• _SEZIONE DEL TESTO_
===============

Tutte le ossessioni di Newton

L’allestimento di 250 scatti in Palazzo Reale ripercorre tutta la carriera del fotografo e presta grande attenzione alla sostenibilità

«Amica. Milano» (1982), di Helmut Newton. © Helmut Newton Foundation
Ada Masoero |  | Milano

Quando nasce, a Berlino, nel 1920, in una ricca famiglia ebraica, il suo nome è Helmut Neustädter. Quando, nel 1956, dopo essere fuggito dalla Germania nazista e aver lavorato come fotoreporter, apre a Melbourne un piccolo studio fotografico (grazie al sostegno della futura, inseparabile moglie June, attrice), diventa Helmut Newton e con questo nome anglicizzato raggiunge la fama planetaria che lo ha accompagnato in vita (è scomparso a West Hollywood nel 2004) e che tuttora lo accompagna.

Nei cinque decenni in cui ha lavorato, i suoi scatti sono usciti sulle riviste di moda più influenti, quelle che davvero, allora, dettavano ovunque i modelli del gusto e dell’eleganza: dopo «Vogue Australia», saranno tutte le edizioni mondiali della stessa rivista e di altre, altrettanto patinate. Perché con la moda e per la moda Helmut Newton ha lavorato per gran parte della sua vita, e per la moda ha creato, su quelle pagine e nelle campagne pubblicitarie di importanti marchi, un immaginario del tutto nuovo sul piano della forma, della composizione, dell’invenzione.

===============

(Voci di etichettatura per la segmentazione)
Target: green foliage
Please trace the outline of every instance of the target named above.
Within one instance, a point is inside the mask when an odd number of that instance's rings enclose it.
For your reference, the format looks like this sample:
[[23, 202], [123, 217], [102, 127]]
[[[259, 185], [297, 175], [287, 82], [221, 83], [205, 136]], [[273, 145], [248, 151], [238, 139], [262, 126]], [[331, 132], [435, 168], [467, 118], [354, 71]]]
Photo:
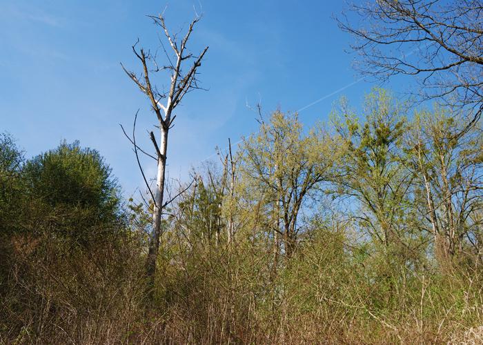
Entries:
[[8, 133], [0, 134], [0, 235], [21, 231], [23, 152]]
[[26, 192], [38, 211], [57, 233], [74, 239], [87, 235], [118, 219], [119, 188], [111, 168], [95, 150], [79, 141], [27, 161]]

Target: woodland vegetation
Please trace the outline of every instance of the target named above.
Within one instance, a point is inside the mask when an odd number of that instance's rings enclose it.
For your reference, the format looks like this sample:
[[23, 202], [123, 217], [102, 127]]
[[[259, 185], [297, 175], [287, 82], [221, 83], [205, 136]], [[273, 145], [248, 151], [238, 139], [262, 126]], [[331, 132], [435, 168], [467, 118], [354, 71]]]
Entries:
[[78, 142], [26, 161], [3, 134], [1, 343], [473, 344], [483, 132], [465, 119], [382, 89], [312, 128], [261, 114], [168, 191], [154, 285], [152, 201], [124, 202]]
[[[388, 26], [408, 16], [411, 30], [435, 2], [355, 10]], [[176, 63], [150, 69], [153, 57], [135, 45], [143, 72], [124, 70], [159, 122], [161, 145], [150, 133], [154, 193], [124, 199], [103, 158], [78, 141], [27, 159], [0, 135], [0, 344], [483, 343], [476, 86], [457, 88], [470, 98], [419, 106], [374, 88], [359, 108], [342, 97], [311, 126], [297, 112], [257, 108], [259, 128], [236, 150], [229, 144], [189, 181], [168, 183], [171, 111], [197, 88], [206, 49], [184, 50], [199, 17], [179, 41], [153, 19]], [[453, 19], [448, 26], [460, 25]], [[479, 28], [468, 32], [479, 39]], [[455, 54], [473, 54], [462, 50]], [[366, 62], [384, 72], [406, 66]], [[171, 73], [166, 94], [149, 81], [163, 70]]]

===============

• _ESERCIZI_
[a] Riscrivi in forma di elenco puntato il paragrafo dell'articolo su Helmut Newton che comincia con «Quando nasce, a Berlino», conservandone i fatti principali.
[b] Quanti scatti comprende l'allestimento in Palazzo Reale descritto nell'articolo su Helmut Newton?

• _RISPOSTE PER ESERCIZIO_
[a]
- Nasce a Berlino nel 1920, in una ricca famiglia ebraica, con il nome di Helmut Neustädter.
- Fugge dalla Germania nazista e lavora come fotoreporter.
- Nel 1956 apre un piccolo studio fotografico a Melbourne, grazie al sostegno di June, attrice e futura moglie.
- Da allora si chiama Helmut Newton e con questo nome raggiunge la fama planetaria, che dura ancora oggi.
- Muore a West Hollywood nel 2004.

[b] 250 scatti.